**Supplied text**

PS: little code to find in which pci bus is unRAID's usb drive:

 

udevadm info -q path -n /dev/disk/by-label/UNRAID |grep -Po '0000:\K\w{2}:\w{2}\.\w{1}'

The logic work is partly done (which is why I have this method documented).  We have a few concepts as to how we would want to implement this, but the first question was, what's the use case? If its just pfSense, we could implement a VM template that let's the user specify this just in that template. If there are others, we may wish to implement a management tool for PCI Devices in general, but some PCI devices should never be stubbed such as DRAM controllers, root ports, and other general purpose devices. This would then take time for discovery and filtering.

 

Graphics and sound were logical first choices as unRAID OS didn't need them to operate...ever.  But as for other PCI devices, what would be the point?  "Just to do it" doesn't put this as a high priority feature. Archedraft found a good use case for NIC assignment with pfsense because of the fact that it doesn't have good support for VirtIO in the guest kernel. But beyond that, are there other viable use cases?

**Provided material**
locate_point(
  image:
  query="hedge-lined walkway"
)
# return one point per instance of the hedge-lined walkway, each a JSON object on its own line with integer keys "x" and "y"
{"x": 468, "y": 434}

**What you have to do**
Continue the text about assigning PCI devices in unRAID, picking up right after its last sentence. The records have nothing to do with the text about assigning PCI devices in unRAID.

**Answer to the problem**
For USB, I could see this being valuable, but we are still testing and validating.  Need a way to determine which USB controller is in use by the boot device and prevent it from being stubbed. Otherwise you could get in a nasty situation where the boot process would keep crashing until you ejected the flash and manually edited your syslinux.cfg from another device to remove the stub (not ok to let that happen).  EDIT:  will test with your code provided to see if that gives us consistent results on various setups. Thanks!!

 

For storage, we also would need to understand the use cases for passing through an entire controller to a VM and what impact to other host storage performance that could have. Especially when another method could be to pass through just the block storage devices you want without passing through the entire controller.

 

So I guess my point here is that there are bigger fish to fry to get us to rc1 right now and more thought needs to go into deciding how to deal with the pass through of other PCI devices before we make it a priority to put in the time to code it. That said, if you have ideas you'd like to share, I think its pretty clear we love your input!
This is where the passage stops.